### Extrait du document
· · ·

The Blue World - My life with autism

The Blue World - My life with autism

Repas de Noël : entre bonheur et horreur

Aaaah les fêtes de Noël... bonheur, retrouvailles, famille, décorations, cadeaux... et repas. Comme d'habitude, je ne vais pas parler au nom de tous les autistes, car il est probables que certains arrivent très bien à gérer le repas de Noël - et tous les repas avec plus de 4 personnes à table en général - cependant, il est surtout vrai que pour la plupart des autistes, le repas de Noël est une épreuve très difficile à gérer.

 

Comment se passe un grand repas de famille (ou d'amis) pour vous, les neurotypiques. Vous êtes contents, vous allez enfin retrouver Tata Thérèse et Tonton Roger que vous n'avez pas vu depuis 2 ans, Papi et Mamie seront aussi présents pour gâter tous leur petits enfants, vous serez très heureux de préparer un repas pour 14 personnes et de discuter sur tout un tas de sujet différents au cours de la soirée. Vous mangerez votre repas au même rythme que votre débit de parole, vous ne penserez même aux coups de fourchettes et de couteaux que vous mettrez dans votre plat pour le finir. Vous allez parler, rire, avec autant de facilité que vous n'allez manger et boire.

 

 

Pour moi, qui suis autiste, le repas va se passer de manière un tout petit peu différente.

 

 

Explications en détails.

 

Comme vous le savez, mon autisme implique une hypersensibilité sensorielle. Hypersensibilité au bruit, à la lumière, aux odeurs, au toucher, au goût... Je vous laisse doucement imaginer à quoi peut bien ressembler un repas avec 14 personnes à table en prenant en compte toutes ses hypersensibilités.

 

On est à table. On est 14 à table. La table va doucement se diviser en 4 groupes de personnes qui vont toutes parler d'un sujet différent. Comme tout le monde veut s'entendre, tout le monde parle un peu plus fort à chaque fois pour couvrir le bruit de la conversation d'à coté. Chaque mot se mélange avec les mots de son voisin, les conversations deviennent inaudibles et je suis incapable d'en suivre 1 seule car mon cerveau capte tous les mots de toutes les conversations sans distinction. Viennent s'ajouter aux paroles les bruits des couverts. 14 personnes qui vont, sans le faire exprès, donner des petits coups de fourchettes et de couteau sur le rebord de leur assiette à chaque fois qu'ils vont couper un morceau de viande. Les couteaux vont crisser sur les assiettes en la coupant, les verres viennent taper la table à chaque fois quelqu'un finit de boire. Chaque gorgée de vin s'accompagne d'un petit "slurpss" discret, enfin discret d'il n'y en avait pas 1 tous les 45 secondes, car je le rappelle, nous sommes 14 à boire. La viande est mastiquée pendant au moins 38 secondes avant d'être avalée, les chips croustillent dans la bouche. Comble du repas, on a décidé cette année de manger une fondue bourguignonne. Oui c'est pratique quand on est 14, mais moi ça me rajoute encore le bruit de 3 appareils à fondue avec la flamme qui fait du vent, l'huile qui bout, les pic qui cognent contre le rebord en métal.

· · ·

### Données enregistrées
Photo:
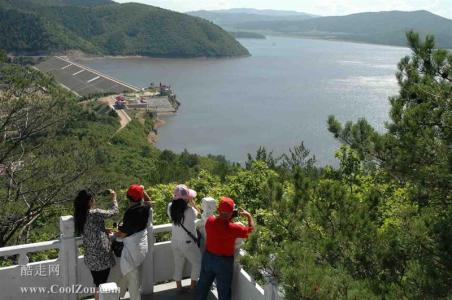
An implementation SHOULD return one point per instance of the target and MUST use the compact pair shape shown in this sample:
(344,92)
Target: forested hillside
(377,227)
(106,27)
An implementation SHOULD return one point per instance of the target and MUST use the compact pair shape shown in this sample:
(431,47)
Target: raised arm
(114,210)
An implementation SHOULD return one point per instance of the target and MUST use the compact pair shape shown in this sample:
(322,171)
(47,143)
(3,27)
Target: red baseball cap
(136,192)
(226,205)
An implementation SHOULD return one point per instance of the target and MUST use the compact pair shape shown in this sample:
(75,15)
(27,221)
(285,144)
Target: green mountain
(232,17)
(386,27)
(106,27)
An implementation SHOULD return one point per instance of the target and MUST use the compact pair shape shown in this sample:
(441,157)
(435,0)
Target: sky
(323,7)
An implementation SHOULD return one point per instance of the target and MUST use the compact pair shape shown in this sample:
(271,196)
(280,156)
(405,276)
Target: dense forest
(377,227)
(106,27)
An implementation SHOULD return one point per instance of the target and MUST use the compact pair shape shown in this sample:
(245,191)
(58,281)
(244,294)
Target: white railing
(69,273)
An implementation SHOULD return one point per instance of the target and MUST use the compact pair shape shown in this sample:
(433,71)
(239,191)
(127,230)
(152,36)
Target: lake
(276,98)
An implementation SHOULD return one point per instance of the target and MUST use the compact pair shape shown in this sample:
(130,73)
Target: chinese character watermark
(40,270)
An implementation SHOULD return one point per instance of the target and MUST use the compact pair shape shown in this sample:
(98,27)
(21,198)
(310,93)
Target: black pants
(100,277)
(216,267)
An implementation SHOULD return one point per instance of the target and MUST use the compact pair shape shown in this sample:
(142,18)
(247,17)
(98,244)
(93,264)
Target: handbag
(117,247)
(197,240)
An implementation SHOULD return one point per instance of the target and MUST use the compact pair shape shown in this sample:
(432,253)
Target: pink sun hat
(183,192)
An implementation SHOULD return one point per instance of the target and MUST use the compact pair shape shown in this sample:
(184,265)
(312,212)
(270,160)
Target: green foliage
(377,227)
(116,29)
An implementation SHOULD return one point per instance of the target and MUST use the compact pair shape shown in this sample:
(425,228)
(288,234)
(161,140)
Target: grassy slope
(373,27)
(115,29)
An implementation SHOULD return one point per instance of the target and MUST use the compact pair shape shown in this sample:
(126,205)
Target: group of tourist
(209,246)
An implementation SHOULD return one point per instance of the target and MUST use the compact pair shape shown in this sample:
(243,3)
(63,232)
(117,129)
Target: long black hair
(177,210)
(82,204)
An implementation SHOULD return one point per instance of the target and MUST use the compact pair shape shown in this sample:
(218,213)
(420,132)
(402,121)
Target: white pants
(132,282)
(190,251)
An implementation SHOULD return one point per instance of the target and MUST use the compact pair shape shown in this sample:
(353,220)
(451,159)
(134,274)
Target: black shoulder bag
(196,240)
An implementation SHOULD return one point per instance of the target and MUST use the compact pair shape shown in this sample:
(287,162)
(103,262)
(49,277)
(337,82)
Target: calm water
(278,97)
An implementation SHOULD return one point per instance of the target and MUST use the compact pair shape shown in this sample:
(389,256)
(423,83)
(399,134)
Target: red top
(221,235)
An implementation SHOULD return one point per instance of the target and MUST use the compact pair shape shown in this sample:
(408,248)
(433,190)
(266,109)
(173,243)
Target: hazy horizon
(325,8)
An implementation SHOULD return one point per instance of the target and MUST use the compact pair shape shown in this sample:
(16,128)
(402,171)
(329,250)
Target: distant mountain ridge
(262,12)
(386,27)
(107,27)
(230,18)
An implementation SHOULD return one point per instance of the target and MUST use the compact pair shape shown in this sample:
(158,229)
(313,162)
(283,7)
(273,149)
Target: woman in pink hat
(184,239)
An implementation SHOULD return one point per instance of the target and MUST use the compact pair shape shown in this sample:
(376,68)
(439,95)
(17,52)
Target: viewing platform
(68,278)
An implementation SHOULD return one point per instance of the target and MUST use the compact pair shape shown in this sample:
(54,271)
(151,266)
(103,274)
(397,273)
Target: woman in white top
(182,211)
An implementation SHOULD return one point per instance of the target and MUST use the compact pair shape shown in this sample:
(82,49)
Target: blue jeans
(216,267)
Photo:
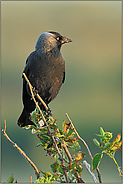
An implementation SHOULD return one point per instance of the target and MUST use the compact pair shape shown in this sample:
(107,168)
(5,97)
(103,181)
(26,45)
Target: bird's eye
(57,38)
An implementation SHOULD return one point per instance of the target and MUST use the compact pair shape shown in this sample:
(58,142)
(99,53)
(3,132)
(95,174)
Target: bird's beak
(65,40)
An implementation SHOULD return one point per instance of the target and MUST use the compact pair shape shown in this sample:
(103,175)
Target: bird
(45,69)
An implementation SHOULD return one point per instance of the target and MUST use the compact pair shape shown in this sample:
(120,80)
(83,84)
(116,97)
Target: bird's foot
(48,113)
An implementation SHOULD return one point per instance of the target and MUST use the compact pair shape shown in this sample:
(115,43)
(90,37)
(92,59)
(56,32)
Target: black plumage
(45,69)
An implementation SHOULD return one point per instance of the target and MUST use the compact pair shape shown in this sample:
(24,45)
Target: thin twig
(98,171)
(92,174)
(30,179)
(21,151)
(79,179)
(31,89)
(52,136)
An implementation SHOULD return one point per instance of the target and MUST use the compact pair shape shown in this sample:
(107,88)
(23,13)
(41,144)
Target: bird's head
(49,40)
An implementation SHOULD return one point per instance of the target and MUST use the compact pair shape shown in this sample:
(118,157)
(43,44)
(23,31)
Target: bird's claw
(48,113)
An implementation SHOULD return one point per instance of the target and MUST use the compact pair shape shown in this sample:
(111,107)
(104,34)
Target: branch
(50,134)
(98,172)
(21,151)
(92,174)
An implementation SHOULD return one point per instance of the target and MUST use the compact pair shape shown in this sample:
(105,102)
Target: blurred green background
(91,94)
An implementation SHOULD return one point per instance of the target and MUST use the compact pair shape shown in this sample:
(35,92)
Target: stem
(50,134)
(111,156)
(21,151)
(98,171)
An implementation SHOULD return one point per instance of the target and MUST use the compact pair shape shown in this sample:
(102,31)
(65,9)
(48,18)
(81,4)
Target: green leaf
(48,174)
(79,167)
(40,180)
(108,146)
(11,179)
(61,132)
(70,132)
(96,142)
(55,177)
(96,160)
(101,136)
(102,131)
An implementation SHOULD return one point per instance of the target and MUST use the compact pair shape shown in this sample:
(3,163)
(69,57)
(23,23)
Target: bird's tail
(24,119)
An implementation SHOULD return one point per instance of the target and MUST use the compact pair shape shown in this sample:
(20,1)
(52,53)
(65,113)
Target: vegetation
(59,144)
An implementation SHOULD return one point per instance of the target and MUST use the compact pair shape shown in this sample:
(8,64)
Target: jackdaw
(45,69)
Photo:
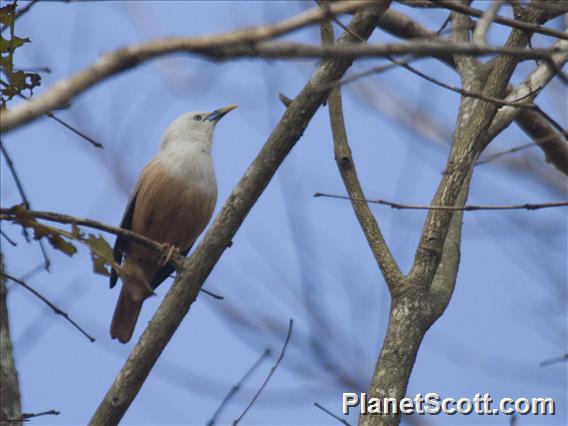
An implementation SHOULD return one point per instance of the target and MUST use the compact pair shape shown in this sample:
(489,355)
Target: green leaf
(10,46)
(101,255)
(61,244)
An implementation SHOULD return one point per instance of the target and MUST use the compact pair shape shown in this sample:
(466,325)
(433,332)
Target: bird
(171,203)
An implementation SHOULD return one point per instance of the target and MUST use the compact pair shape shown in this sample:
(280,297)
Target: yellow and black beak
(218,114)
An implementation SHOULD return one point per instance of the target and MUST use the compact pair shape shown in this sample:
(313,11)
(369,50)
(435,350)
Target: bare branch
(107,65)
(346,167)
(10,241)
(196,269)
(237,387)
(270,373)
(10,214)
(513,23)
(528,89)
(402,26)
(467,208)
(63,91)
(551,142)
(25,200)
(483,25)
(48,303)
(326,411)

· · ·

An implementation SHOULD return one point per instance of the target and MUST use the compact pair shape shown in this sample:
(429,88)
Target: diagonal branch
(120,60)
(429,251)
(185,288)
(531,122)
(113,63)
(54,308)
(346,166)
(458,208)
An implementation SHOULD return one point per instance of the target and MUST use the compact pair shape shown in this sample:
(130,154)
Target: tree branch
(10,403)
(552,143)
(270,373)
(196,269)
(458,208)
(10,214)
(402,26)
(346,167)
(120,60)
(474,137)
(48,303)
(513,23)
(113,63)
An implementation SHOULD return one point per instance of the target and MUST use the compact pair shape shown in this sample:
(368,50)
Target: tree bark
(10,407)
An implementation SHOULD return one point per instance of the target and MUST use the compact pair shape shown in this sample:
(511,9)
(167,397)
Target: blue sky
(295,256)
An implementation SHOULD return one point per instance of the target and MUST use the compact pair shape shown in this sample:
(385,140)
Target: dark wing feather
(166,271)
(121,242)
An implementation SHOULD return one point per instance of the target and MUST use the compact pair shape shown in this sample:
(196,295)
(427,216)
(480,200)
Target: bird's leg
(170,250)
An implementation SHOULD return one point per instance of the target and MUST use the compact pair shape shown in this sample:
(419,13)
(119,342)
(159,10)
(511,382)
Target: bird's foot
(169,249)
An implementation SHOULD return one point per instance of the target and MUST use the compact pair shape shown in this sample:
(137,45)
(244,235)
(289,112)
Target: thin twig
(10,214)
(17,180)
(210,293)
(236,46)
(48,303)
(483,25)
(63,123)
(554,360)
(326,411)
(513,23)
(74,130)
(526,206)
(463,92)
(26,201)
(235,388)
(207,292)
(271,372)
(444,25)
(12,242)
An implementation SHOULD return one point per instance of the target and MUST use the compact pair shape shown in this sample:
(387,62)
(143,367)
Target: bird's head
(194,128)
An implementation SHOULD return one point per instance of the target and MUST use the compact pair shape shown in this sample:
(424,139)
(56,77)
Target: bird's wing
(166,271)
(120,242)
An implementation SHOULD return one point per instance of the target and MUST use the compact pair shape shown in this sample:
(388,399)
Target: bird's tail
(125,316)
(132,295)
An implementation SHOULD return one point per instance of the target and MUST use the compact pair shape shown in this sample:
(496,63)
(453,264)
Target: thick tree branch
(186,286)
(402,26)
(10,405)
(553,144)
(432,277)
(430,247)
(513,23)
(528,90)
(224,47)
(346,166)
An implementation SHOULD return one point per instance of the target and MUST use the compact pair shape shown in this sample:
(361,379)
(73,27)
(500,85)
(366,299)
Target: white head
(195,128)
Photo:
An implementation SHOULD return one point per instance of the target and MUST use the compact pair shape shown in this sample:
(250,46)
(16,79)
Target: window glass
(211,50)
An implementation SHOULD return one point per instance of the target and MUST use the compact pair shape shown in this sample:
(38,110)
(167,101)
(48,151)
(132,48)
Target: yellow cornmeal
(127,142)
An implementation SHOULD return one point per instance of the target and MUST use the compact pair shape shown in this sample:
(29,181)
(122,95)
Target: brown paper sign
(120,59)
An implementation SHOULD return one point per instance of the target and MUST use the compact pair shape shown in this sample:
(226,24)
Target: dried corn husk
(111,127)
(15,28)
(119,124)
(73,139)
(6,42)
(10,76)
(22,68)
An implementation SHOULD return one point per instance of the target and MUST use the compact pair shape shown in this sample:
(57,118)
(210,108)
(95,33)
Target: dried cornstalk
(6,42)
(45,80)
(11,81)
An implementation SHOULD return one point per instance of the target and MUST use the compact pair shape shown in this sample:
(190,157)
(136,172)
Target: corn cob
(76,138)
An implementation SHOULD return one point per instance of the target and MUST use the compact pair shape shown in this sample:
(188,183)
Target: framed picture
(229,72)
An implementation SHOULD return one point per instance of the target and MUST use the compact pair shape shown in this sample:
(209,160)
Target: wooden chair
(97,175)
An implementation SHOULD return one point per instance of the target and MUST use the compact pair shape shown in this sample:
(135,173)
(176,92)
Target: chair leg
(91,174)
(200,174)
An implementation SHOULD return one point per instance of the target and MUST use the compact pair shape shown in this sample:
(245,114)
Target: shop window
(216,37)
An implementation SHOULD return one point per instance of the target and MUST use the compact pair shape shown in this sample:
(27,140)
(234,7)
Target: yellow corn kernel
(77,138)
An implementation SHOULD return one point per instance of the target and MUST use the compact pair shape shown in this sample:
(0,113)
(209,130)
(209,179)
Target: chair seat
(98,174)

· · ·

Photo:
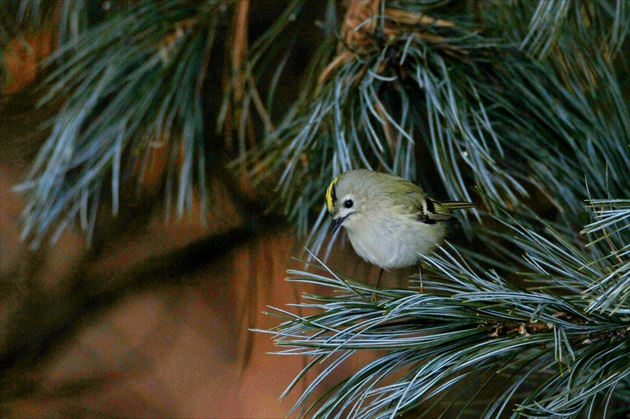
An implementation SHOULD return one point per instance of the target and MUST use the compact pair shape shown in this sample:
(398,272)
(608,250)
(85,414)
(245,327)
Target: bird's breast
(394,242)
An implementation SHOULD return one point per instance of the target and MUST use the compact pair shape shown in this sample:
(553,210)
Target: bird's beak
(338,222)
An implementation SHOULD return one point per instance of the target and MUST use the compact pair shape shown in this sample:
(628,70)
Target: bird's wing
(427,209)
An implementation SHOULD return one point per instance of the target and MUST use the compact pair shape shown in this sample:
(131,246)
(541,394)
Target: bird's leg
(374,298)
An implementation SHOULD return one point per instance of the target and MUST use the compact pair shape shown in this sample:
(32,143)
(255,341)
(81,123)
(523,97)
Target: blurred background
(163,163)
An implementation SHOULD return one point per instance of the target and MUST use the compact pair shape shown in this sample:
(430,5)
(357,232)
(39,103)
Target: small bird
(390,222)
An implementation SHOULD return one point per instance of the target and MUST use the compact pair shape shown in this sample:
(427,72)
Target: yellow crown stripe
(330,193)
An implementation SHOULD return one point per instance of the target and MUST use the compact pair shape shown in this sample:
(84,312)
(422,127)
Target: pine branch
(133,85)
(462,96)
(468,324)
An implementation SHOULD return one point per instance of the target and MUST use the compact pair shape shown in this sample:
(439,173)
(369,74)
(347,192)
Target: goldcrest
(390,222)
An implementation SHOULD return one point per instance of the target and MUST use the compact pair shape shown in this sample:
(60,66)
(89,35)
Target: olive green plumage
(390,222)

· · ·

Reprenez le texte sur le repas de Noël vécu par une personne autiste, à la suite de sa dernière phrase. Les entrées ne servent à rien ici.

### Réponse finale
Mon cerveau capte chaque bruit qui se passe dans la pièce, distinctement, et vient détruire mes oreilles et me provoque un mal de tête sans que je ne puisse lutter.

 

Les odeurs se mélangent dans mon nez : la viande, l'huile, la flamme, l'alcool à brûler, les pommes de terres, le vin.

 

Les coudes de mes voisins qui viennent régulièrement taper dans les miens, le contact des belles fourchettes en argent avec des petites gravures le long du manche, la nappe spéciale Noël qui frottent contre mes bras. Sans parler de la tenue de de fête, une belle chemise qui me serre et m'oppresse, les chaussures qu'on doit garder tout le long du repas, on ne sait pas trop pourquoi d'ailleurs.

 

Et enfin, le clou du spectacle, les décos de Noël. Les guirlandes qui clignotent, les boules du sapin qui tournent et brillent de manière différentes en fonction de leur inclinaison. Les fourchettes qui reflètent les lumières de la salle à manger, pareil pour les montres.

 

 

On dirait que tout à été fait pour que ma soirée soit un calvaire. Et pourtant, quand j'observe ma famille, personne ne semble remarquer le moindre de ces éléments, personne ne semble perturbé par quoi que ce soit, tout le monde parle comme si de rien était, comme s'ils étaient actuellement dans une chambre anéchoïde et qu'aucun élément ne pouvait perturber leur repas.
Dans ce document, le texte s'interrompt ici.